EXCERPT
⁂
This study was presented at the 2019 International Congress on Targeted Anticancer Therapies (TAT) in Paris, France, from February 25-27, 2019. Dr Jun Sato of the National Cancer Center Hospital, Japan is the lead author of this study.1
Results from a retrospective study evaluating the focus of early-phase clinical trials of investigational drug candidates in oncology conducted from 1991 to 2015 showed a sharp decline in the proportion of phase I clinical trials focusing on common cancers (ie, lung or colorectal cancers), with a corresponding increase in the proportion of uncommon cancers being investigated in these early trials over the same time period.1
According to a press announcement from the European Society of Medical Oncology, “the 1991-2015 timespan chosen for the analysis coincides with a revolution in cancer therapy, driven by the development of molecularly targeted anticancer drugs and application of comprehensive molecular profiling techniques for patient selection in clinical trials. Initially, from 1990s to early 2000s, scientists used these advances to investigate large cancer populations with frequent genomic mutations, but over time, the focus of genomic-driven clinical trials has shifted to less common mutations and rarer tumor types.”1
This study included 866 published phase 1 trials conducted worldwide between 1991 and 2015 that evaluated novel cancer drug candidates in over 29,000 patients. The major finding was that the percentage of phase 1 trials in which patients with either lung or colorectal cancer comprised at least 50% of study enrollment declined from 46.3% in 1991-1995 to 16.7% in 2011-2015. Although the absolute number of these clinical trials increased over the 1991-2015 period, there was a much larger increase in the number of phase 1 trials focusing on patients with rare cancers. Furthermore, this trend was observed when trials from different geographic areas were considered separately.
⁂
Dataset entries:
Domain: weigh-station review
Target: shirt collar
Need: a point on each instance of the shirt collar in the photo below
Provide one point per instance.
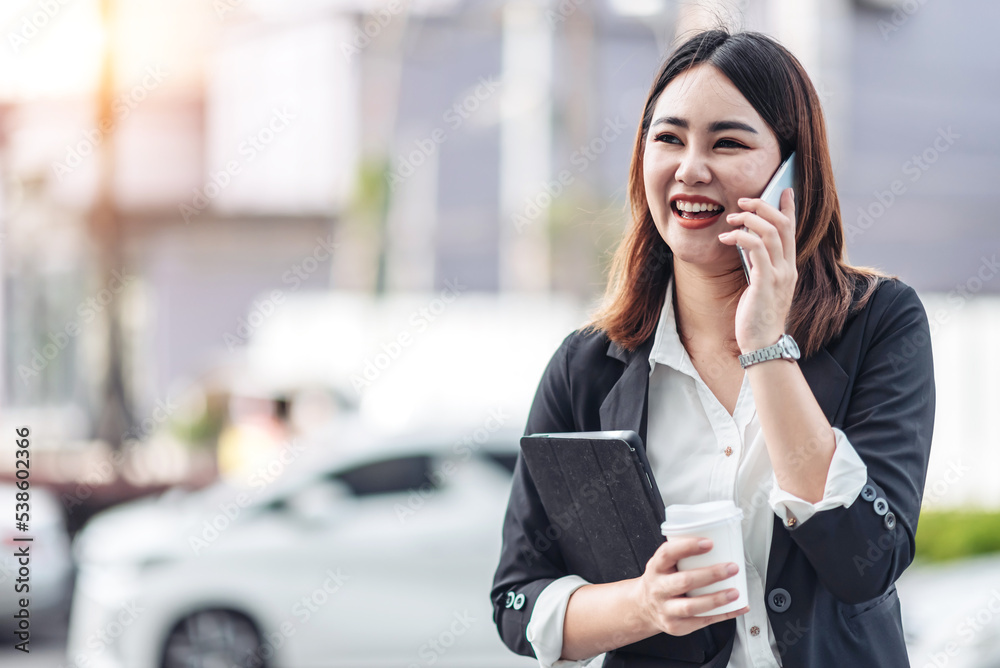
(667, 347)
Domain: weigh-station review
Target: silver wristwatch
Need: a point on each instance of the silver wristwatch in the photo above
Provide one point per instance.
(785, 348)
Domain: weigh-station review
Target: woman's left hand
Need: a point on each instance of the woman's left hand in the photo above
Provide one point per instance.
(764, 306)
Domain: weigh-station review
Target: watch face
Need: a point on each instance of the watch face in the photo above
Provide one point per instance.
(792, 348)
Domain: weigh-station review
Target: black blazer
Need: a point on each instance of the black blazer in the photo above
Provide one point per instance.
(830, 583)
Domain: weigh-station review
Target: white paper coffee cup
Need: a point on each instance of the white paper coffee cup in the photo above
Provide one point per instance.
(720, 522)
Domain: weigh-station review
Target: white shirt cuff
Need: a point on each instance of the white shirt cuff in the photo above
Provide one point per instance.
(545, 628)
(847, 475)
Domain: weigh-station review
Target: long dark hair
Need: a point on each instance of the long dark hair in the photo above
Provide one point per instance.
(777, 86)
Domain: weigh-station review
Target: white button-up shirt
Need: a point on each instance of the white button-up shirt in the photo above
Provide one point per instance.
(699, 453)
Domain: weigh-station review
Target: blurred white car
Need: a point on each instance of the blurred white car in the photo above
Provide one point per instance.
(50, 567)
(345, 552)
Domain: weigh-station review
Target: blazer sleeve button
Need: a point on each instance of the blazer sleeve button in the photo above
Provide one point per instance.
(779, 599)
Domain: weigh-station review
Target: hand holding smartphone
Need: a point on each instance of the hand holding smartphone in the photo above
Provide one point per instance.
(783, 178)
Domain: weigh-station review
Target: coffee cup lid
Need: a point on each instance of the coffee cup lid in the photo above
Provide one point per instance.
(682, 518)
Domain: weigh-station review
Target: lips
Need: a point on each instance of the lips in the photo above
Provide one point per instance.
(695, 212)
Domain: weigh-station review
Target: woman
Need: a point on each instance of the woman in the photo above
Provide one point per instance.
(826, 454)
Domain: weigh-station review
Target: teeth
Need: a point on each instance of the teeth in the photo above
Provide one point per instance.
(691, 207)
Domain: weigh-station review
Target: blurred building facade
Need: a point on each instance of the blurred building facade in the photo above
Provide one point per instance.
(261, 151)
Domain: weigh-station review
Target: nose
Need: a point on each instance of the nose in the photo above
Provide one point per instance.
(693, 168)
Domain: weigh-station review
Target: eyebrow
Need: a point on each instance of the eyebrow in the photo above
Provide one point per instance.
(717, 126)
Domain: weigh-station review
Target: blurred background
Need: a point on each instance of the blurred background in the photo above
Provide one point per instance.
(280, 279)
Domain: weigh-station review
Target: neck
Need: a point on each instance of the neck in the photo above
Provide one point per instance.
(705, 305)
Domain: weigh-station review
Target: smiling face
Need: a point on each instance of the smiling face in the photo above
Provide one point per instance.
(706, 147)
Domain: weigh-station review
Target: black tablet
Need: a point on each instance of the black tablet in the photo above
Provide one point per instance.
(604, 509)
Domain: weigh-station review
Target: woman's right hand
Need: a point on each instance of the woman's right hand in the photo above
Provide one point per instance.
(662, 589)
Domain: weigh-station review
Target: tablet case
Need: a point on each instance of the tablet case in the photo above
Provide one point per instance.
(604, 508)
(605, 512)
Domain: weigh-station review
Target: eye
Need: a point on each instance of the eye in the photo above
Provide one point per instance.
(667, 138)
(729, 143)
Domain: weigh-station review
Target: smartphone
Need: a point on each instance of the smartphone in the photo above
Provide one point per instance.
(783, 178)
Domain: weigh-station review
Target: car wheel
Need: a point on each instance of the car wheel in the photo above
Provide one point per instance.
(213, 639)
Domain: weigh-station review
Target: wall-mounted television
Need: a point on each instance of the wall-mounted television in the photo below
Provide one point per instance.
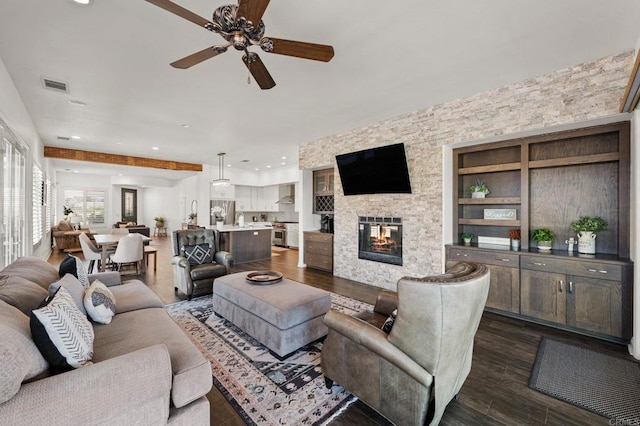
(381, 170)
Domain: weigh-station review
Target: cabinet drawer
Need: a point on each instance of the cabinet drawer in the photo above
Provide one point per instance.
(487, 258)
(605, 271)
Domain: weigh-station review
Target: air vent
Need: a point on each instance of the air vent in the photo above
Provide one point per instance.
(60, 86)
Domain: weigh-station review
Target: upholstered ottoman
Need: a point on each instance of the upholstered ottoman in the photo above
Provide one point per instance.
(283, 316)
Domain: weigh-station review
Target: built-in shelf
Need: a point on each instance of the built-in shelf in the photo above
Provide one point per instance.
(489, 169)
(489, 201)
(489, 222)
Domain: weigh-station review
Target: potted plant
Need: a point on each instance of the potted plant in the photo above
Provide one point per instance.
(585, 227)
(514, 234)
(159, 221)
(479, 189)
(544, 237)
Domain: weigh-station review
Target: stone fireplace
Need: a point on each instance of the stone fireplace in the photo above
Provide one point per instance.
(380, 239)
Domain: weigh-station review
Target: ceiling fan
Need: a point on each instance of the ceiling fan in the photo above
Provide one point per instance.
(241, 26)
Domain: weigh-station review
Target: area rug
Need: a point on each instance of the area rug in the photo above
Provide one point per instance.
(598, 382)
(261, 388)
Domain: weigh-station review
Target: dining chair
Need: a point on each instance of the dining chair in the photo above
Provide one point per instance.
(91, 252)
(129, 250)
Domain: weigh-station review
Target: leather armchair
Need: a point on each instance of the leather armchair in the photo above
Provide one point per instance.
(411, 374)
(196, 280)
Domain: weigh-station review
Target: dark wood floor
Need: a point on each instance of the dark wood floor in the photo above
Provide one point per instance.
(496, 391)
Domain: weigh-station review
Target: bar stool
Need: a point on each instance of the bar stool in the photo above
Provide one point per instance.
(151, 250)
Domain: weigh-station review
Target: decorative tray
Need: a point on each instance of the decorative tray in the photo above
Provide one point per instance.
(264, 277)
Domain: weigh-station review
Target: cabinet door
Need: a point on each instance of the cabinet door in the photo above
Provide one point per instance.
(543, 295)
(504, 290)
(595, 305)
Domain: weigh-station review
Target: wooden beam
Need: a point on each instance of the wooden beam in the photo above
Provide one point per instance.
(123, 160)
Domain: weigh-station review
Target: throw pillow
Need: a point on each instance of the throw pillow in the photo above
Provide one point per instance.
(62, 334)
(388, 324)
(19, 357)
(100, 303)
(74, 287)
(74, 266)
(21, 293)
(198, 254)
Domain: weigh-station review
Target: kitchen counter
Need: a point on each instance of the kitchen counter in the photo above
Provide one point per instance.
(246, 244)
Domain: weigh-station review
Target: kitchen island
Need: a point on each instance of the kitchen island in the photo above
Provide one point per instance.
(246, 244)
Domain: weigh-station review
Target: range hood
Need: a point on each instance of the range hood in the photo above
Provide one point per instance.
(289, 198)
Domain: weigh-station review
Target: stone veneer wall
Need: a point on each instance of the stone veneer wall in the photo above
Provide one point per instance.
(572, 95)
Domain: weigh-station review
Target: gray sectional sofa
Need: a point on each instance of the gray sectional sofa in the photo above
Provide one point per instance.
(145, 369)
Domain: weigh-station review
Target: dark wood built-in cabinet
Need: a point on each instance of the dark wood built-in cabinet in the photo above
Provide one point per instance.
(323, 191)
(552, 180)
(318, 250)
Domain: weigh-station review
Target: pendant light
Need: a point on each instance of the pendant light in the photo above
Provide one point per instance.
(221, 182)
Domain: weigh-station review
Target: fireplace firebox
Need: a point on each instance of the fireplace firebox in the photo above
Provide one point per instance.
(380, 239)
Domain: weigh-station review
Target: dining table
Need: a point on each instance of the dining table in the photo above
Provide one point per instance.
(104, 241)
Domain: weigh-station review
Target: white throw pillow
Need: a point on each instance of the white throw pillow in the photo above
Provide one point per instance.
(100, 303)
(62, 333)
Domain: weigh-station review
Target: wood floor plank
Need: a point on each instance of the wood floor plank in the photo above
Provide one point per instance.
(496, 391)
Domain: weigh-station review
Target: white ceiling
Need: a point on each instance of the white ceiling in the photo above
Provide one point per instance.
(390, 58)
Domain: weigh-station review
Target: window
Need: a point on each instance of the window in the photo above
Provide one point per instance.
(38, 205)
(88, 203)
(13, 232)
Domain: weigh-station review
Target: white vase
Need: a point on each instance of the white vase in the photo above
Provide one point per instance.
(586, 242)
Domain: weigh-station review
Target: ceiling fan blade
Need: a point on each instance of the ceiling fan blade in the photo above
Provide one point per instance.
(258, 71)
(251, 10)
(299, 49)
(183, 13)
(196, 58)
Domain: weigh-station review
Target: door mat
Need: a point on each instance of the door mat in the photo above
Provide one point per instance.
(261, 388)
(598, 382)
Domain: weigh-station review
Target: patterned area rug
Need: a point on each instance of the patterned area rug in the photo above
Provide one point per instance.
(589, 379)
(263, 389)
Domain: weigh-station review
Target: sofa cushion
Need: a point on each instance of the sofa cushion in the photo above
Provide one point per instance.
(19, 357)
(21, 293)
(133, 295)
(74, 266)
(130, 331)
(62, 333)
(100, 303)
(198, 254)
(32, 269)
(74, 287)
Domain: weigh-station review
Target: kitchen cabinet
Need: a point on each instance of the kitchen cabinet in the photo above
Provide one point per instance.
(318, 250)
(269, 196)
(591, 296)
(323, 197)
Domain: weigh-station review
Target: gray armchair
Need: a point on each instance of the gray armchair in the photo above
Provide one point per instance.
(195, 279)
(410, 374)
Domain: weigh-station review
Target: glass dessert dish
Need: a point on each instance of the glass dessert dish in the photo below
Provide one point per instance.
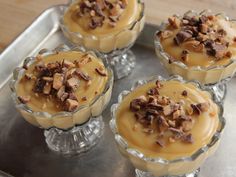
(199, 47)
(167, 147)
(109, 28)
(64, 92)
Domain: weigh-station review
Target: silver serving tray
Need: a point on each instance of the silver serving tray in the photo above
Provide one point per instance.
(23, 151)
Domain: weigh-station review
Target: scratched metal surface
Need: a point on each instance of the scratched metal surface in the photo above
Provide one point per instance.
(23, 151)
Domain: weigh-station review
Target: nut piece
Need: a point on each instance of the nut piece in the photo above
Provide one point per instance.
(57, 81)
(71, 105)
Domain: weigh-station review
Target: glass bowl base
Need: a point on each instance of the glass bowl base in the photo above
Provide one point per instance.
(77, 140)
(219, 91)
(140, 173)
(122, 65)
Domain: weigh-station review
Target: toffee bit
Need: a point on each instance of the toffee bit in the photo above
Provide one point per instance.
(84, 98)
(203, 106)
(184, 93)
(88, 84)
(185, 55)
(73, 83)
(68, 64)
(82, 75)
(228, 54)
(153, 91)
(188, 138)
(158, 84)
(187, 125)
(24, 99)
(148, 130)
(164, 34)
(47, 88)
(101, 71)
(171, 140)
(72, 96)
(160, 142)
(71, 105)
(28, 76)
(196, 109)
(39, 85)
(182, 36)
(57, 81)
(44, 106)
(174, 22)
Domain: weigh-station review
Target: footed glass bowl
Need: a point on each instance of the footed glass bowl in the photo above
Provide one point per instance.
(159, 167)
(113, 48)
(214, 77)
(68, 133)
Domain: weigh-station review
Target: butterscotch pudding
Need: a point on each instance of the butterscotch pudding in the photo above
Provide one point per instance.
(103, 25)
(198, 46)
(163, 123)
(107, 27)
(70, 81)
(64, 91)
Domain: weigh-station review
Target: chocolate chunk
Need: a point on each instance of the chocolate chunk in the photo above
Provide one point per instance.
(216, 50)
(188, 139)
(39, 85)
(47, 88)
(168, 110)
(101, 72)
(153, 91)
(160, 142)
(187, 125)
(184, 55)
(182, 36)
(137, 104)
(57, 81)
(83, 75)
(72, 96)
(96, 22)
(174, 22)
(71, 105)
(61, 94)
(203, 19)
(196, 109)
(68, 64)
(24, 99)
(184, 93)
(203, 106)
(222, 32)
(158, 84)
(73, 83)
(84, 98)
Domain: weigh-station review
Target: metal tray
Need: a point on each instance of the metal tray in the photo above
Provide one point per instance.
(23, 151)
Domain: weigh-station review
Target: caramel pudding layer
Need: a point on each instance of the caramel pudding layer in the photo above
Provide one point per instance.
(200, 40)
(167, 119)
(62, 82)
(101, 17)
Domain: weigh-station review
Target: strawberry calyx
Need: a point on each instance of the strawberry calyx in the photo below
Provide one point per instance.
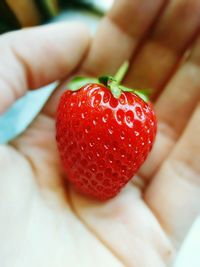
(113, 83)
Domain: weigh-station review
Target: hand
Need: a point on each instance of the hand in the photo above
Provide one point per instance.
(44, 222)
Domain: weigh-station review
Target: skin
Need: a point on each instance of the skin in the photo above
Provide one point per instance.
(43, 221)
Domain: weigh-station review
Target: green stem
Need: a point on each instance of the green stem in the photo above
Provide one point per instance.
(119, 76)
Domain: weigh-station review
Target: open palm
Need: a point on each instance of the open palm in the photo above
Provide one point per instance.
(43, 221)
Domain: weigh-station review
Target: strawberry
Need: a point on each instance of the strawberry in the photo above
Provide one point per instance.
(104, 133)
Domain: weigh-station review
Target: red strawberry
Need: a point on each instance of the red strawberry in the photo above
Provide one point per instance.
(103, 138)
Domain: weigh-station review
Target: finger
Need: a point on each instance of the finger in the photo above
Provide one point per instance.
(173, 33)
(174, 194)
(119, 34)
(174, 108)
(34, 57)
(128, 219)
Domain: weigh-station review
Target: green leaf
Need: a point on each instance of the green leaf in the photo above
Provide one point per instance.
(119, 76)
(106, 80)
(126, 89)
(77, 82)
(115, 90)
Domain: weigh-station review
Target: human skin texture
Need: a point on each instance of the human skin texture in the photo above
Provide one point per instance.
(43, 221)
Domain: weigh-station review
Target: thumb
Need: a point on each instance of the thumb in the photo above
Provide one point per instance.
(34, 57)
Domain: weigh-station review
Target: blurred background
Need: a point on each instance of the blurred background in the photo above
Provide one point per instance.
(17, 14)
(22, 13)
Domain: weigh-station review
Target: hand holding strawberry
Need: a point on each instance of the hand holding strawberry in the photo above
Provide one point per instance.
(104, 133)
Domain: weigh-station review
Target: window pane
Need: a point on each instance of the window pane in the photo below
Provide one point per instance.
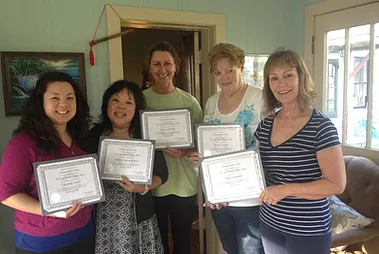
(253, 70)
(375, 112)
(359, 41)
(335, 77)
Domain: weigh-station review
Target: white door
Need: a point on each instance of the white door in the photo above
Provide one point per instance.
(346, 73)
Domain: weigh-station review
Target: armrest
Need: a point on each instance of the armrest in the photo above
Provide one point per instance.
(354, 236)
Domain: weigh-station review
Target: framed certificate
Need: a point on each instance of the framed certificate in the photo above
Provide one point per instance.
(61, 182)
(132, 158)
(213, 139)
(232, 176)
(169, 128)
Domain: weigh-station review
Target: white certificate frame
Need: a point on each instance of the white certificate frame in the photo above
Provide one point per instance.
(50, 194)
(136, 147)
(151, 118)
(229, 134)
(248, 185)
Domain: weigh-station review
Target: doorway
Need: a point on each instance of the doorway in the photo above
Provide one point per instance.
(212, 30)
(135, 46)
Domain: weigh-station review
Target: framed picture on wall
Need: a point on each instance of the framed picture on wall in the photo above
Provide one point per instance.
(253, 69)
(21, 70)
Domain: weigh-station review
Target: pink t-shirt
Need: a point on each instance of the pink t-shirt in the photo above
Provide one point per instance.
(17, 176)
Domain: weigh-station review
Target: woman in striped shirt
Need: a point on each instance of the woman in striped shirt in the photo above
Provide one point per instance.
(302, 159)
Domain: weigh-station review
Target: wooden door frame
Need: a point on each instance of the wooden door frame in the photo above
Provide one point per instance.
(212, 28)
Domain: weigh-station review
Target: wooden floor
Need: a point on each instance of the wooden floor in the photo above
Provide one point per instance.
(195, 242)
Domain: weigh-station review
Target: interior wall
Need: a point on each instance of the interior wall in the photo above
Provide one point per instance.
(68, 26)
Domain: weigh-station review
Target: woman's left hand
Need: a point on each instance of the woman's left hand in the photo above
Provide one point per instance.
(273, 194)
(130, 186)
(175, 153)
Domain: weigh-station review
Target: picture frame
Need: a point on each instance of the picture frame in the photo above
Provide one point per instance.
(253, 69)
(21, 70)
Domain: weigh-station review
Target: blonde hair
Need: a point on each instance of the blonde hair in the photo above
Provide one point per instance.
(283, 57)
(226, 50)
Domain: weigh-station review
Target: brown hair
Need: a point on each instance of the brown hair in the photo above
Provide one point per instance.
(283, 57)
(226, 50)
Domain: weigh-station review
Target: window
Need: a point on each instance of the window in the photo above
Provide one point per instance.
(253, 69)
(348, 73)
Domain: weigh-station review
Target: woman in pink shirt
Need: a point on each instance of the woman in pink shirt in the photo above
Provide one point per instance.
(56, 120)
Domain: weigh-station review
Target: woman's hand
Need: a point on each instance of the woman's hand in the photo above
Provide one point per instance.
(195, 158)
(273, 194)
(75, 208)
(216, 206)
(175, 153)
(130, 186)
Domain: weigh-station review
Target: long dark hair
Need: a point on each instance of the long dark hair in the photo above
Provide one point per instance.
(40, 128)
(105, 123)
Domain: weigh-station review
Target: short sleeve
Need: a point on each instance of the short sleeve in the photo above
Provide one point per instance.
(326, 136)
(257, 132)
(16, 168)
(160, 167)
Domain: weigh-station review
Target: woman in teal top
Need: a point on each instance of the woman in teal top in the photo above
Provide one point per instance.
(175, 199)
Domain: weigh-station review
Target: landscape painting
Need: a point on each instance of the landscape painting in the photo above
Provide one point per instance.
(21, 70)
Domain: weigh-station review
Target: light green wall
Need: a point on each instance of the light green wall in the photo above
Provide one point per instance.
(257, 26)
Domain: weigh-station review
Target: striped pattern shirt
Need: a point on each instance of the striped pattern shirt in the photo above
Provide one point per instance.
(295, 161)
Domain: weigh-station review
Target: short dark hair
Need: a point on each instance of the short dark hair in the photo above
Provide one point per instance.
(105, 123)
(40, 128)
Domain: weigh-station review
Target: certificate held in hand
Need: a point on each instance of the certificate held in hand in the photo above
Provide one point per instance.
(132, 158)
(213, 139)
(169, 128)
(232, 176)
(61, 182)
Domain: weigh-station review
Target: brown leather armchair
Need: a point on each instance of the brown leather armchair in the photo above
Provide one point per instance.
(362, 194)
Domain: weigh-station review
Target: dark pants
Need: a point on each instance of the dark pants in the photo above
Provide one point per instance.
(238, 229)
(182, 212)
(276, 242)
(85, 246)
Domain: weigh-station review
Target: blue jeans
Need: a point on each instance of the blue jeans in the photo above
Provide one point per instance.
(238, 229)
(276, 242)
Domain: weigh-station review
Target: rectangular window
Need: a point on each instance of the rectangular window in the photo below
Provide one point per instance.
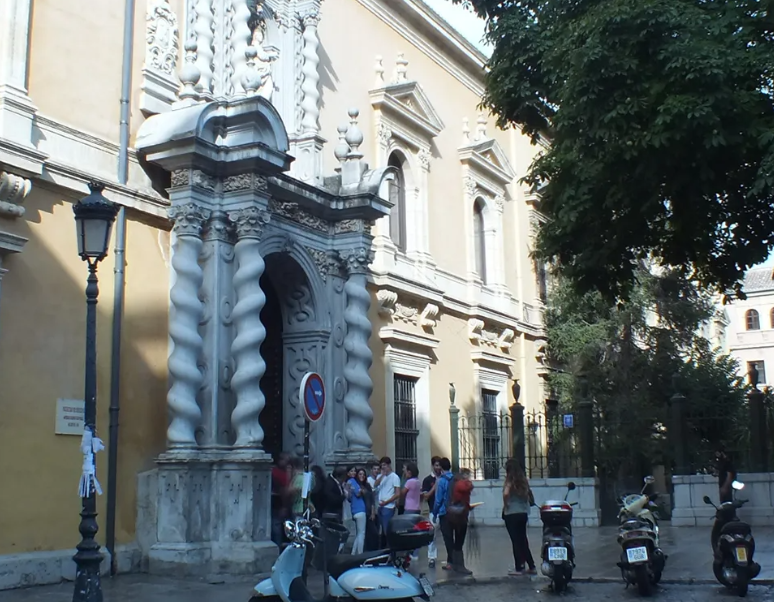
(406, 431)
(760, 366)
(491, 434)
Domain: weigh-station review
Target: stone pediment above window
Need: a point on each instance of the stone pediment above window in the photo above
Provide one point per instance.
(405, 107)
(486, 158)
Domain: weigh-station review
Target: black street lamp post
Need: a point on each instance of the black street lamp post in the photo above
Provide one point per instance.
(94, 216)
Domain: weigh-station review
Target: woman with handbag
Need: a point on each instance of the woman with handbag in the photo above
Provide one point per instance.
(517, 499)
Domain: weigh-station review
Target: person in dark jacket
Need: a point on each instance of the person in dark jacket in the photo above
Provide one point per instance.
(335, 494)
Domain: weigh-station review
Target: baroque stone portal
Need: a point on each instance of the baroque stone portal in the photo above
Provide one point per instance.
(269, 282)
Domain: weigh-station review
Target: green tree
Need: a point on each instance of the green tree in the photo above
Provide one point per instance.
(660, 119)
(628, 354)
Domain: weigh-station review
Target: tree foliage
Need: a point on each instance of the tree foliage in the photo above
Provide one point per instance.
(659, 116)
(628, 355)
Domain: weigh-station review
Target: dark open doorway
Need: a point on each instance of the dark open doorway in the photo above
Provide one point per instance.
(271, 383)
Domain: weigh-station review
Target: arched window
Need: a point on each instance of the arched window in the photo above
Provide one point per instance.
(398, 200)
(753, 319)
(479, 239)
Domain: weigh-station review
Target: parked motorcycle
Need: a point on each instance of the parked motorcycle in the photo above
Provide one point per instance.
(372, 576)
(642, 560)
(733, 546)
(558, 549)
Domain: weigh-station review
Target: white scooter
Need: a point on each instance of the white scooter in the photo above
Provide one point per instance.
(372, 576)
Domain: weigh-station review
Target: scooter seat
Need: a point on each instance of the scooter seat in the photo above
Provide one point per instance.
(341, 563)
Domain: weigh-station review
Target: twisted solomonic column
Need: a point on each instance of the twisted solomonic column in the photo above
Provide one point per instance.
(250, 332)
(184, 318)
(359, 356)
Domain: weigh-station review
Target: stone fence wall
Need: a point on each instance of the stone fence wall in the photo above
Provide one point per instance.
(690, 511)
(586, 513)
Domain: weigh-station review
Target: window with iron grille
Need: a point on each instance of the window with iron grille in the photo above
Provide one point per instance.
(491, 434)
(406, 430)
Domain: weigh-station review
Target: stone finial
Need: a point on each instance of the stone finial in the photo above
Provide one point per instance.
⁂
TASK GOAL
Pick up the report on phase 1 cancer trials above where its last sentence ends, and continue it.

TASK ANSWER
Importantly, although these results reflect an increased focus on more uncommon types of cancer, such as biliary tract cancers, they do not imply that interest in investigating potential new therapies in subpopulations of patients with lung or colorectal cancer is waning. “Common cancers like lung adenocarcinomas are now classified into multiple, rarer subtypes based on genomic markers,” said Dr Rodrigo Dienstmann of the Oncology Data Science unit at the Vall d’Hebron Institute of Oncology, Barcelona, Spain.
Moreover, it was noted that the period from 1991 to 2015 does not fully capture phase 1 studies investigating immunotherapy, particularly in the setting of lung cancer.
“Across all cancer types, what we are seeing is more and more phase 1 trials, reflecting the latest waves of innovation,” concluded Dr Markus Joerger, who is responsible for the phase 1 unit at the St Gallen Cancer Centre, Switzerland.
- European Society for Medical Oncology. Rare cancers a growing focus of early-stage clinical trials [press release]. Accessed February 25, 2019.